- [TASKS FOR THIS EXERCISE]
a: Reproduce the passage of the Torg jumping post between "The time it" and "fall down again.", inclusive.
b: Render this sentence from the Torg jumping post in Spanish: "The earth acts with an acceleration of about 10 m/s per second."

- [PASSAGE TO READ]

════════

[Torg] Jumping in Torg
Benjmain Grant
benn at 4efix.com
Wed Dec 10 15:44:14 EST 2008
Very thought-provoking! Here are some of those thoughts:
To best add to the line of discussion, I need to somewhat recreate to best
understand it. So here goes.
Imagine a ramp:
...
.........
...............
.....................
...........................
If you leave the top of the ramp doing speed "S", then we can imagine a
right triangle that looks a lot like the ramp where the speed "S" is the
hypotenuse (the long side), the vertical side on the right represents the
vertical component of the speed and the horizontal side at the bottom of the
triangle represents the horizontal component of the speed. Let's call the
horizontal component of the speed "X" and the vertical component of the
speed "Y".
If we know the angle of the ramp is N, then basic trig from high school
tells us that:
Sin(N) = (length opposite the angle) / (hypotenuse) = (vertical component) /
(speed leaving the ramp) = Y/S. And if Sin(N) = Y/S, then S*Sin(N)=Y.
Similarly,
Cos(N) = (length adjacent to the angle) / (hypotenuse) = (horizontal
component) / (speed leaving the ramp) = X/S. Cos(N) = Y/S means that
S*Cos(N)=X
We know that the time spent in the air (the "hang time") multiplied by the
horizontal speed component (X) will give us our total jump distance. How do
we calculate the hang time?
The time it takes a falling object to reach a speed is the same time it take
an object traveling against gravity to reach its max height. How long does
it take an falling object to reach a speed of Y (the vertical speed
component)? The earth acts with an acceleration of about 10 m/s per second.
Let's call this value of the earth's attraction "A". Then a simple division
of Y/A tell us exactly how long it takes a falling object to reach the speed
of Y, and by extension, also tells us exactly how much times passes between
launching an object upward, and that object reaching is max height before it
begins to fall down again.
However, the hang time we are looking for is twice that because it is the
time for the object to get to it's max height and then to fall back down.
So hang time = 2Y/A.

════════

- [SUPPLIED INFORMATION]

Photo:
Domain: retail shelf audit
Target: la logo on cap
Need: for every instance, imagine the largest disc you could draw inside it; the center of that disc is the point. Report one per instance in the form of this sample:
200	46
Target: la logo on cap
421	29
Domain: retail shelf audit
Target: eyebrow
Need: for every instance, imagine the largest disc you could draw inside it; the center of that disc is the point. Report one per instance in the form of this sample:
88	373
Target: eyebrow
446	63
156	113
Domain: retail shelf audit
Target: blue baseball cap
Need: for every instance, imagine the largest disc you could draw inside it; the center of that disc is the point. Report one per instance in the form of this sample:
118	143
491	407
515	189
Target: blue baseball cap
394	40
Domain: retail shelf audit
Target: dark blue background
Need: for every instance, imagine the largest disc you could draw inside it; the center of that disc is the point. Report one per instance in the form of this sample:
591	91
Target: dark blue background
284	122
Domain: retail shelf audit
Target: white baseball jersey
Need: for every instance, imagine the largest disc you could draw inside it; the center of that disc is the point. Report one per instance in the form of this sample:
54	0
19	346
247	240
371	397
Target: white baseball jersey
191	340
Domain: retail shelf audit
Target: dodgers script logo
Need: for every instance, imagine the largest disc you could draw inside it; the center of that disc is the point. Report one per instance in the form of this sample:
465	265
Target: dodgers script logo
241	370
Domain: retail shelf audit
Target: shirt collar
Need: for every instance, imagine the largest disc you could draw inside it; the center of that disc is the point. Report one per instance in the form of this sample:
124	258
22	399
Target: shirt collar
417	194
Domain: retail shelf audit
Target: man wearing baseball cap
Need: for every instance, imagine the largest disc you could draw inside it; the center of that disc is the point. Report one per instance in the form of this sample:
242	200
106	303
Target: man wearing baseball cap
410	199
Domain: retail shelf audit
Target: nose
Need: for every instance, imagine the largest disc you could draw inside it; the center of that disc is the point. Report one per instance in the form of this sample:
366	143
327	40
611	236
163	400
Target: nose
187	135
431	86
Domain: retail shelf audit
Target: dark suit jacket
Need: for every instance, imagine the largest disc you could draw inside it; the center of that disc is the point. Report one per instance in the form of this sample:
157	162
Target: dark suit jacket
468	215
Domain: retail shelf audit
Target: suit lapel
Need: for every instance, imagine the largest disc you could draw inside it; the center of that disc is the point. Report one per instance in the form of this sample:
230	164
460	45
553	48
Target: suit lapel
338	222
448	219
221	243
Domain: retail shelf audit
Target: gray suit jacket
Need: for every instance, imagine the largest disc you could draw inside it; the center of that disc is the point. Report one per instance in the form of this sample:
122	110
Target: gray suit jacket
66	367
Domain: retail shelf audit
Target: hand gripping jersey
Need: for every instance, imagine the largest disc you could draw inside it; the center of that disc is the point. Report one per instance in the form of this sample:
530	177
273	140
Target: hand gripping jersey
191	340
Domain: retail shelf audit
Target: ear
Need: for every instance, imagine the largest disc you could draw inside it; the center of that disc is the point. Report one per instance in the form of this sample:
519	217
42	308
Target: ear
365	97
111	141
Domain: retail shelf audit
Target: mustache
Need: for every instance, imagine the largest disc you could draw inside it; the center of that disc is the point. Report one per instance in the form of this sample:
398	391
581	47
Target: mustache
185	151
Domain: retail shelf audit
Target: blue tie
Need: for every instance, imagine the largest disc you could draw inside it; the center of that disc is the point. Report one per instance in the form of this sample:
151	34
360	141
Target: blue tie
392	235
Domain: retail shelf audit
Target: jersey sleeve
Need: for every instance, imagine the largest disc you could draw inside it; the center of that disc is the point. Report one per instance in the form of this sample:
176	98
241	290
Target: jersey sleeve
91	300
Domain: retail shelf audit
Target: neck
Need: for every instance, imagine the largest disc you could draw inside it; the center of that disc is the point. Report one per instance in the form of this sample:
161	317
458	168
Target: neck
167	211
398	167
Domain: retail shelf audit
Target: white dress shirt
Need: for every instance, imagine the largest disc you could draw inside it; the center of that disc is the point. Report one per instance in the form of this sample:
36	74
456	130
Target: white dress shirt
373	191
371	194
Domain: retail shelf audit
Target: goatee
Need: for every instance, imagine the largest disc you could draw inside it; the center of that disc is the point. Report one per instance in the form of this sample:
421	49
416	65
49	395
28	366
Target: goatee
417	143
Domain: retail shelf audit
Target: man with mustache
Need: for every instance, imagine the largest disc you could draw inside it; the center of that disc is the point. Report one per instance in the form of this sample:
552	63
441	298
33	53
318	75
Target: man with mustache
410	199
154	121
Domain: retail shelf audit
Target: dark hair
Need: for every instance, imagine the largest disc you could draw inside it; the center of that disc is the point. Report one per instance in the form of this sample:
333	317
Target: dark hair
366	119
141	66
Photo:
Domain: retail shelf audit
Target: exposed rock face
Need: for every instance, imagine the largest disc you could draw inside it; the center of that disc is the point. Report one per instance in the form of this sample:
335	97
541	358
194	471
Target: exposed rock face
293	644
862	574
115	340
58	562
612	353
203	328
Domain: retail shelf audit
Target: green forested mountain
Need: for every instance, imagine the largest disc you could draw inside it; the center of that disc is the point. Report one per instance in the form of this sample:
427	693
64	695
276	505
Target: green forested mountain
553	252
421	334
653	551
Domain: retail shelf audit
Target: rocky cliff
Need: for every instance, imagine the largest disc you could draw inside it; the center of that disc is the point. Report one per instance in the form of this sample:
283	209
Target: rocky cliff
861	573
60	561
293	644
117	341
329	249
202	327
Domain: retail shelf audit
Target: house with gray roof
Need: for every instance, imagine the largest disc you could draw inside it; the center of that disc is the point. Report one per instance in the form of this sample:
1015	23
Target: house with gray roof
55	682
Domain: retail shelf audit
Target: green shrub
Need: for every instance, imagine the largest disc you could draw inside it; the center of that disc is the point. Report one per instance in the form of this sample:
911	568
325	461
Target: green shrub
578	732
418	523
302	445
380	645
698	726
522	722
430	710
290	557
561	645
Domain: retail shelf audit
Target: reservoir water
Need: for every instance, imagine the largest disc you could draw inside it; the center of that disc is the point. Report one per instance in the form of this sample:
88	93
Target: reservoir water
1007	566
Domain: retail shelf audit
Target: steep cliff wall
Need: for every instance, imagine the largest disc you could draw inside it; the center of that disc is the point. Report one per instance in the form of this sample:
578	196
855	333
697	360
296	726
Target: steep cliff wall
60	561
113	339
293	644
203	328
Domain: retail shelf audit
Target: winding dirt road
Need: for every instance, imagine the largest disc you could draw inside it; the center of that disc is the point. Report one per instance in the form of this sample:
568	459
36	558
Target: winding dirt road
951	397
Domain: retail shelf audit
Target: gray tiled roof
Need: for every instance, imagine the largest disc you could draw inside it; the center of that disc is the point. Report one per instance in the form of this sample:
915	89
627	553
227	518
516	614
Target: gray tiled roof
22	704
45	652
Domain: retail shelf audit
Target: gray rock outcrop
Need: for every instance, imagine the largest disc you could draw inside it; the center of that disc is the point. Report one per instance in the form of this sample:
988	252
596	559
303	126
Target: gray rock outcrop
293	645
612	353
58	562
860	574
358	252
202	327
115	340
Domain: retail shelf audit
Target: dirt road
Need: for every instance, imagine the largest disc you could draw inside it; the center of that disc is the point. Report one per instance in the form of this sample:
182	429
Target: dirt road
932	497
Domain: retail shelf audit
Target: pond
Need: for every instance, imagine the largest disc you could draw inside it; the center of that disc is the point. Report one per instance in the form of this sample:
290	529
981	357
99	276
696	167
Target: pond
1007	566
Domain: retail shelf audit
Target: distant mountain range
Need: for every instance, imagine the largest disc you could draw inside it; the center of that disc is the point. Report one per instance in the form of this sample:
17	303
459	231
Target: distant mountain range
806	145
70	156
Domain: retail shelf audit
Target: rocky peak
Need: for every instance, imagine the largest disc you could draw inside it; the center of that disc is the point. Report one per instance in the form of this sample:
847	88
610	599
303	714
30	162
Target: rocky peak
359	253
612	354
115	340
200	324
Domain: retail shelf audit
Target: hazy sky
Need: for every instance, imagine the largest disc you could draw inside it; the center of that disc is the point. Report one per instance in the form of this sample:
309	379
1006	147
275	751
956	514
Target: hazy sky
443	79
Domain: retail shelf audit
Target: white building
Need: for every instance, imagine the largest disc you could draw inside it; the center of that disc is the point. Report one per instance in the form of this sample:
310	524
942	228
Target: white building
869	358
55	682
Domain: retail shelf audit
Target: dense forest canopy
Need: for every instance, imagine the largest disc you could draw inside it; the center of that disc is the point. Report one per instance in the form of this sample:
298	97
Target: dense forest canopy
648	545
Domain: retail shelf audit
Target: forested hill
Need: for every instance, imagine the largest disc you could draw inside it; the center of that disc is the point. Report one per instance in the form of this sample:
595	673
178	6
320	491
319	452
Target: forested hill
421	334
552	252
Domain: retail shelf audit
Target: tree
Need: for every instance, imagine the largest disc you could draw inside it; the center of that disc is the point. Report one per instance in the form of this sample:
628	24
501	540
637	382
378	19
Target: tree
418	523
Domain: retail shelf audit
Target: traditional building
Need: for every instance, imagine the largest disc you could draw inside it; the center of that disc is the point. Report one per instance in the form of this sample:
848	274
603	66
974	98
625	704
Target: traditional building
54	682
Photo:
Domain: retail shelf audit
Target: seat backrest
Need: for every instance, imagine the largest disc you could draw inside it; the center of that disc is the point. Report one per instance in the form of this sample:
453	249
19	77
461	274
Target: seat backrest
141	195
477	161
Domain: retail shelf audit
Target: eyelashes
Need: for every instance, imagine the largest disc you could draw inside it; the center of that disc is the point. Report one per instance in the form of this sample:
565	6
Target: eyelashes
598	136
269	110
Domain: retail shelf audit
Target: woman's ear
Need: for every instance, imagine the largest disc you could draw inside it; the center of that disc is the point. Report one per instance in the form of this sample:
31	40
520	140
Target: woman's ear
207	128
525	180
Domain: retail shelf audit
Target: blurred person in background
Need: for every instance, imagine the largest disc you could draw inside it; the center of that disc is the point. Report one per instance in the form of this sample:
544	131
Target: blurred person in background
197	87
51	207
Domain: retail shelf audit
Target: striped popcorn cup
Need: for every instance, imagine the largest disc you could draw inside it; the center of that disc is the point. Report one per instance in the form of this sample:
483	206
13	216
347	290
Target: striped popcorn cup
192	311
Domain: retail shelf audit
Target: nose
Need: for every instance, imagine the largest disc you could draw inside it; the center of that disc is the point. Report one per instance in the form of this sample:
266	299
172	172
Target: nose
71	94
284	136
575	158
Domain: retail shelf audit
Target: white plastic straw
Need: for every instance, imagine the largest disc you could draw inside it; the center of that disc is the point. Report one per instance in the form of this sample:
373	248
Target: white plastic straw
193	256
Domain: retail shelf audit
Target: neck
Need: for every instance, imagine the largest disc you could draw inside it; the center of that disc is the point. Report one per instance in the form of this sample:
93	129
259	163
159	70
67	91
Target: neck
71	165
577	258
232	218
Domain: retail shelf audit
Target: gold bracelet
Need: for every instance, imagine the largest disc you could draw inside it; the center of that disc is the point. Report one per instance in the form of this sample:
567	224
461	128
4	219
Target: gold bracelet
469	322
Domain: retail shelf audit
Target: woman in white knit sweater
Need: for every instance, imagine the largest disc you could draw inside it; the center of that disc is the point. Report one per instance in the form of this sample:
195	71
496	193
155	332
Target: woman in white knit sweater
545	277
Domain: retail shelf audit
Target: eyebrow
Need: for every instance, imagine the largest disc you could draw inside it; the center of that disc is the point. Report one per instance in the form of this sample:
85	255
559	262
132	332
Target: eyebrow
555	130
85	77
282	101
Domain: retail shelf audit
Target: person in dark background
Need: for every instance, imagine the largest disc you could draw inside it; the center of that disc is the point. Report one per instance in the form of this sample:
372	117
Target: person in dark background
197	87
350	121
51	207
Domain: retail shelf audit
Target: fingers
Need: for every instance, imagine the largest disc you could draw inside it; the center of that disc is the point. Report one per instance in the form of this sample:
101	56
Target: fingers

════════

- [RESPONSES FOR EACH TASK]
a:
The time it takes a falling object to reach a speed is the same time it take
an object traveling against gravity to reach its max height. How long does
it take an falling object to reach a speed of Y (the vertical speed
component)? The earth acts with an acceleration of about 10 m/s per second.
Let's call this value of the earth's attraction "A". Then a simple division
of Y/A tell us exactly how long it takes a falling object to reach the speed
of Y, and by extension, also tells us exactly how much times passes between
launching an object upward, and that object reaching is max height before it
begins to fall down again.

b: La Tierra actúa con una aceleración de aproximadamente 10 m/s por segundo.